Experimenting With MicroPython On The Bus Pirate 5

I recently got one of the new RP2040-based Bus Pirate 5 (BP5), a multi-purpose interface debugging and testing tool. Scanning the various such tools in my toolbox already: an Analog Discovery 2, a new Glasgow Interface Explorer, and a couple of pyboards, I realized they all had a Python or MicroPython user interface. A few people on the BP5 forums had tossed around the idea of MicroPython, and it just so happened that I was experimenting with building beta versions of MicroPython for a RP2350 board at the time. Naturally, I started wondering, “just how hard can it be to get MicroPython running on the BP5?”

The Lazy Approach

Rather than duplicating the BP5 firmware functionality, I decided to ignore it completely and go with existing MicroPython capabilities. I planned to just make a simple set of board definition files — perhaps Board Support Package (BSP) is a better term? I’ve done this a dozen times before for development and custom boards. Then write a collection of MicroPython modules to conform to the unique aspects in the BP5 hardware. As user [torwag] over on the Bus Pirate forums said back in March:

Micropython comes already with some modules and enough functions to get some stuff out-of-the-box working. E.g. the infamous version of “hello world” for microcontrollers aka led-blinking.

The Tailoring

The main interfaces to the BP5’s RP2040 MCU were apparently done with the Pico reference design in mind. That is why  you can just load and run the latest RP2 MicroPython build without defining a custom board (note that this only worked with the current v1.24, and failed when I tried to load v1.23 using Thonny,  something I did not investigate further). But there are some things that can be done to tweak the build, so I did go ahead and make set of custom board definition files for the BP5.

First I tried to tell MicroPython about the larger QSPI flash. This is a standard thing in configuring MicroPython, but I found an issue with the RP2. The Pico C SDK has a 2 GiB hard-coded flash limit in a linker script. One can fix this by hand editing and rebuilding the SDK, something I decided to leave for later. So I did all my testing using just 2 GiB of the flash.

Several of the customizations that I would normally make, like the serial interface pins assignments, were not necessary. The customization I did make was for help files. Since the intended application of this project is a manual debugging, I wanted the modules and functions to have help text. By default, MicroPython builds on the RP2 do not enable __doc__ strings, but they can be re-enabled with a compiler directive. Unfortunately, while the __doc__ strings are now retained, the build-in help() function doesn’t print them like CPython. The workaround is to add a help() function to each class. So instead of help(adc) you’t type add.help().

Finally, I wanted to add a board top-level help screen, appending to the existing RP2 port help screen. That turned out to be much harder to do, and in the end, I just gave up doing that in the BP5 board definition folder. Instead, I kludged a couple of files in the RP2 port directory — ugly, but this is just an experiment after all.

Records for this task.
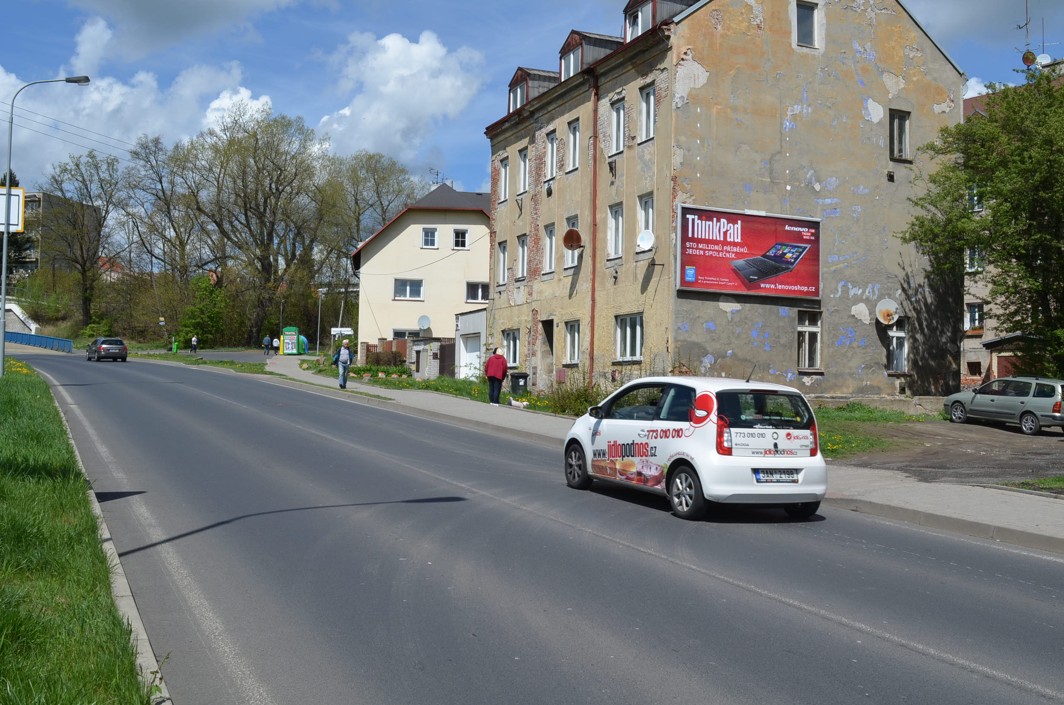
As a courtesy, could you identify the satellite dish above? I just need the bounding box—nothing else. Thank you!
[876,299,898,325]
[562,228,584,250]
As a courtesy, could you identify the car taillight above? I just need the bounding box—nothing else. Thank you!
[717,414,731,455]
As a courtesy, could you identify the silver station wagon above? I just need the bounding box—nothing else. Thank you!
[944,376,1064,436]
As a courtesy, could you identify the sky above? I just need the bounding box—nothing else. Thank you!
[0,0,1064,198]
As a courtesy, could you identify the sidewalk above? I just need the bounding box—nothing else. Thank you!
[267,355,1064,554]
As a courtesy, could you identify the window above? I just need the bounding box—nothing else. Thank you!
[395,279,425,301]
[502,329,521,367]
[517,148,529,194]
[616,314,643,362]
[795,0,817,49]
[638,194,654,233]
[466,282,488,303]
[610,100,625,154]
[495,240,508,284]
[625,2,650,41]
[886,318,909,372]
[510,82,526,113]
[639,85,655,141]
[421,228,436,250]
[964,303,984,331]
[605,203,625,257]
[565,321,580,365]
[562,47,580,81]
[517,235,529,279]
[798,310,821,370]
[565,120,580,171]
[543,132,558,181]
[891,111,910,162]
[543,223,554,272]
[562,216,580,269]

Exercise A.
Reproduce the entries from the first line up to and including the line with "[562,228,584,250]", swapping "satellite dish" for "antenna" and leaving everything else unchanged. Omit the pictures from your answer.
Exercise B.
Extend the account of running MicroPython on the Bus Pirate 5 from its final sentence onward.
The entries have no connection to the text about running MicroPython on the Bus Pirate 5.

Exercise result A.
As a courtesy, could you identify the antenna above? I just need the bounding box—nothing else. Thank you!
[876,299,898,325]
[562,228,584,250]

Exercise result B.
The Interfaces

These are the basic interfaces of the BP5 hardware, and all of them are already or easily supported in MicroPython.

  • Eight Buffered IO pins
  • Programmable Power Supply
  • NAND flash 1 Gbit
  • IPS LCD screen, 320 x 240 pixels
  • 18 RGB LEDs
  • Push button

Going for some instant gratification, I decided to drive the chain of LEDs around the perimeter of the unit first. The RP2 port of MicroPython already has a NeoPixel class. Once I sorted out the chained shift register I/O expansion circuitry, I was blinking LEDs in no time. The eight main buffered I/O signals posed a bit more of a challenge, because there are bidirectional logic level translators on each pin. After writing a I/O pin wrapper class around the regular MP Pin class to handle that aspect of the hardware, I realized that wasn’t quite enough.

But the digital I/O signals on the BP5 aren’t useful until you also control the adjustable voltage reference rail. That led to the Power supply class next, which in turn led to the Analog to Digital class to handle ADC operations. To do this, you need to control the analog MUX. And you need to drive the 74HC595 output expander shift register to select the desired analog MUX channel. No more instant gratification.

The shift register was pretty easy, as I have done this before. The only thing I noted was that there is no feedback, so you can’t read the current state. This requires instead that you keep a shadow register of the current output expander state.

Ian Lesnet, former Hackaday writer and creator of the Bus Pirate, did a great job documenting all of these hardware sections of the design. The resulting power supply circuit is quite flexible. In brief, voltage and current control are done using PWM outputs, and actual voltage and current are sensed using the RP2040’s internal ADCs via the MUX. In addition, a programmable current limit threshold triggers a power supply shutdown, which can be overridden or reset as desired.

The Display

The BP5 uses a two inch IPS TFT LCD having 240 x 320 pixel resolution. It is controlled using a Sitronix ST7789 over SPI. Having driven similar setups before from MicroPython, this was pretty easy. At first. I used the ST7789 library by Russ Hughes. The display was up and displaying text and running a few demo examples in short order.

The NAND Flash

Turning attention to the Micron MT29F1G01A 1 Gib (128 MiB) NAND flash next, I ran into some difficulty. Peter Hinch’s memory chip driver library seemed like a good start. But this chip isn’t on the list of already tested chips. I changed the scan function to recognized the Micron ID manufacturer’s byte codes, but after configuring the correct chip size, sector size, and block size parameters, it still didn’t work. After finally asking for help, Mr Hinch explained that my problem was the large 138 KiB block size of this chip. His library buffers one entire block, and 138 KiB is just too big for most microprocessors.

He pointed me to a non-buffered SPI block device driver by Robert Hammelrath. I tried this briefly, but gave up after a few hours because I was spending too much time on this chip. This is a solvable problem, but not strictly needed for this goals of this experimental project.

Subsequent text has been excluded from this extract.